┌────────

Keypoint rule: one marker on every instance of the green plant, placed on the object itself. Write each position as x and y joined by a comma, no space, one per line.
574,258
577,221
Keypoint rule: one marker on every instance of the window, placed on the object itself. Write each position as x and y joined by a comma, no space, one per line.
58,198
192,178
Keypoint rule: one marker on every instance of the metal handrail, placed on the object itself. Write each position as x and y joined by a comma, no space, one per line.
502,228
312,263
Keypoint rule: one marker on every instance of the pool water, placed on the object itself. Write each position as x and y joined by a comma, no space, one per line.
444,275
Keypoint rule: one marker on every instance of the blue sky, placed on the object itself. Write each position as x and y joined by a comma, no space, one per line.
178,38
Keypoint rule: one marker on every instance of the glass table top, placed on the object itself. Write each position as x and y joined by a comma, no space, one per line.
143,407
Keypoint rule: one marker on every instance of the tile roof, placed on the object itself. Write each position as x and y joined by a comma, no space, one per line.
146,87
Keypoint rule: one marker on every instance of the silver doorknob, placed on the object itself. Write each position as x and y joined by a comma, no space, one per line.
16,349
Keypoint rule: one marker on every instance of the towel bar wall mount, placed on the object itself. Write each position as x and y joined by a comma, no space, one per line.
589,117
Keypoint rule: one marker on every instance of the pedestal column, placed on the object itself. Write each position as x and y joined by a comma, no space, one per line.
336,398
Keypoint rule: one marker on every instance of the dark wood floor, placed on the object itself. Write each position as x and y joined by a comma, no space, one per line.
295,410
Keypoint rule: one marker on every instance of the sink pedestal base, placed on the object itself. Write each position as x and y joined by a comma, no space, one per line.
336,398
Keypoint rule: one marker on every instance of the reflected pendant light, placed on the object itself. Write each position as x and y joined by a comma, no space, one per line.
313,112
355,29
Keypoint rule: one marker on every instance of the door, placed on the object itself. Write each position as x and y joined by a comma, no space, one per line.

└────────

- [Problem]:
All of the entries need to be reproduced exactly; please write them out.

- [Exercise output]:
Keypoint rule: one marker on every instance of the green plant, placed on the object itself. Write each position as x and y joined by a comma, no space, one per line.
574,258
577,221
Keypoint rule: one marker on every instance of the window, placed on the object itself. Write each position as x and y joined by a comma, no space, one per line.
58,198
192,178
Keypoint rule: one marker on every instance of the metal handrail, placed on the object itself. Write each position as x and y joined by a comma, no space, one per line.
502,228
312,263
Keypoint rule: one marker on every instance of the pool water, placed on the object itself. Write each position as x and y joined by a comma, no space, one per line.
444,275
Keypoint rule: one marker on every instance of the blue sky, placed on the object itself. Write each position as x and y joined by a comma, no space, one per line.
178,38
Keypoint rule: one marker on every instance of the glass table top, placed on the object itself. Write each position as x and y joined by a comma, no space, one per line.
143,407
Keypoint rule: one marker on every instance of the tile roof, placed on the object itself. Write each position as x and y joined by a comma, no space, one per line.
146,87
Keypoint rule: one marker on every instance of the silver doorknob, placed on the object itself. Write each position as x and y joined by a comma, no space, one per line.
16,349
Keypoint rule: one marker on every instance of the towel bar wall mount, placed on the object itself. Write each position as x and y joined by a comma, no space, one per line.
589,117
Keypoint rule: one marker on every instance of the pedestal column, placed on the object itself. Write each position as x and y joined by a comma, no space, one per line.
336,398
Keypoint rule: one marker on every instance of the dark wood floor, placed on the object itself. Write each position as x and y joined by a comma, no space, one per line.
295,410
Keypoint rule: one marker on every instance of the sink pedestal base, placed on the object itself. Write each position as x and y joined by a comma, no space, one per line.
336,398
Keypoint rule: one marker on every instance of the reflected pendant light, placed on the object itself. Write each position as x and y joined by a comma, no space, one per line.
313,112
355,29
Keypoint rule: one marker on every instance of the door, placed on the object itself. Write each position as x and y joined by a comma, no space, one per line.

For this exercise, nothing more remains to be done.